*** Selected extract Section Begins ***

Students find athletic alternatives during pandemic



Will Harris staff writer
Students used to be swamped with work, extracurriculars and ultimately sports, they used to find themselves forgetting a long lost passion, not feeling ready to go out and try out, or even found themselves in a completely different sport dribbling down the field attempting to score. However throughout the duration of the COVID-19 pandemic, many students have had a lot more time on their hands, especially during quarantine, and some of them have taken the opportunity to try out new activities or revive old hobbies, which ultimately have gotten them out of their COVID-19 blues.
Although the pandemic has brought about many negative changes to people’s everyday lives, including restrictions, and precautionary measures, etc. these students have truly gotten out of their comfort zone. 
Junior Alex Manavi, a student who has dedicated the majority of his life to playing soccer, was inspired to try out volleyball during the pandemic. 
“I always thought volleyball looked fun in the movies, but I never got around to trying it because I was always so focused on soccer. But when quarantine came around, I started to play with some friends at my house,” he said.

*** Selected extract Section Ends ***

> _Work task A_:
Reproduce the passage of the article on students' pandemic sports starting with "Although the pandemic" and going on through "during the pandemic.".
> _Work task B_:
According to the article on students' pandemic sports, which sport was Alex Manavi inspired to try during the pandemic?

*** Dataset content Section Begins ***

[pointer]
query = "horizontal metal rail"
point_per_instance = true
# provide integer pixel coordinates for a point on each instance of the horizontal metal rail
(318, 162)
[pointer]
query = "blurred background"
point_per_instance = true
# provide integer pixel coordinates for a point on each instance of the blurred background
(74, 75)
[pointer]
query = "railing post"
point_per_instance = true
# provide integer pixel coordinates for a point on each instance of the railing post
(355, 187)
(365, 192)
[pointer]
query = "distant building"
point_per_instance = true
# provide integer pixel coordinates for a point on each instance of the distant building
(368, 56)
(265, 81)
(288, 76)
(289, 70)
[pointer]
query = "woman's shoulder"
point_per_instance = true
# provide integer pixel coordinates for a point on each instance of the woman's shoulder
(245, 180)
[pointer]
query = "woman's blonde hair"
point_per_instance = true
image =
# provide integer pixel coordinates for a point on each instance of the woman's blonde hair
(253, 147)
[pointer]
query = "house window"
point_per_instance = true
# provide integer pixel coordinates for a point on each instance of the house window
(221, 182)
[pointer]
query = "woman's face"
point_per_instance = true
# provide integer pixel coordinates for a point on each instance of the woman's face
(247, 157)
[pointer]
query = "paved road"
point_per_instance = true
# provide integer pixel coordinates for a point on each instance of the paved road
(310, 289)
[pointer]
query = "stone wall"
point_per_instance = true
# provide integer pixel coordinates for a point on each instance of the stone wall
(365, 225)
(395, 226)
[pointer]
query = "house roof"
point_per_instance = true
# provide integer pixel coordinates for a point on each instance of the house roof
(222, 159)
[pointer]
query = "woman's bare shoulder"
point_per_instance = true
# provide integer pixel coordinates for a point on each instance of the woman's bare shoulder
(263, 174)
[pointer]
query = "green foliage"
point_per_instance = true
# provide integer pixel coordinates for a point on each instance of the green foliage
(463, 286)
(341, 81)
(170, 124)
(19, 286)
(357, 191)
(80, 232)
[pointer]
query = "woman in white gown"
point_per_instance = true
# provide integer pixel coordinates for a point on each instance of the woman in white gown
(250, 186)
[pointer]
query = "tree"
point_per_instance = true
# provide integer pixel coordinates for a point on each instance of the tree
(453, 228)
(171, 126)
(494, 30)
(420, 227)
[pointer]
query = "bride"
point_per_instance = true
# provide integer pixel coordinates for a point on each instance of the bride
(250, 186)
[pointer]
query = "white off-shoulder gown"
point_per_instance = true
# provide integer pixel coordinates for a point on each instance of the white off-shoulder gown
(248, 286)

*** Dataset content Section Ends ***

> _Worked solution A_:
Although the pandemic has brought about many negative changes to people’s everyday lives, including restrictions, and precautionary measures, etc. these students have truly gotten out of their comfort zone. 
Junior Alex Manavi, a student who has dedicated the majority of his life to playing soccer, was inspired to try out volleyball during the pandemic.

> _Worked solution B_:
Volleyball.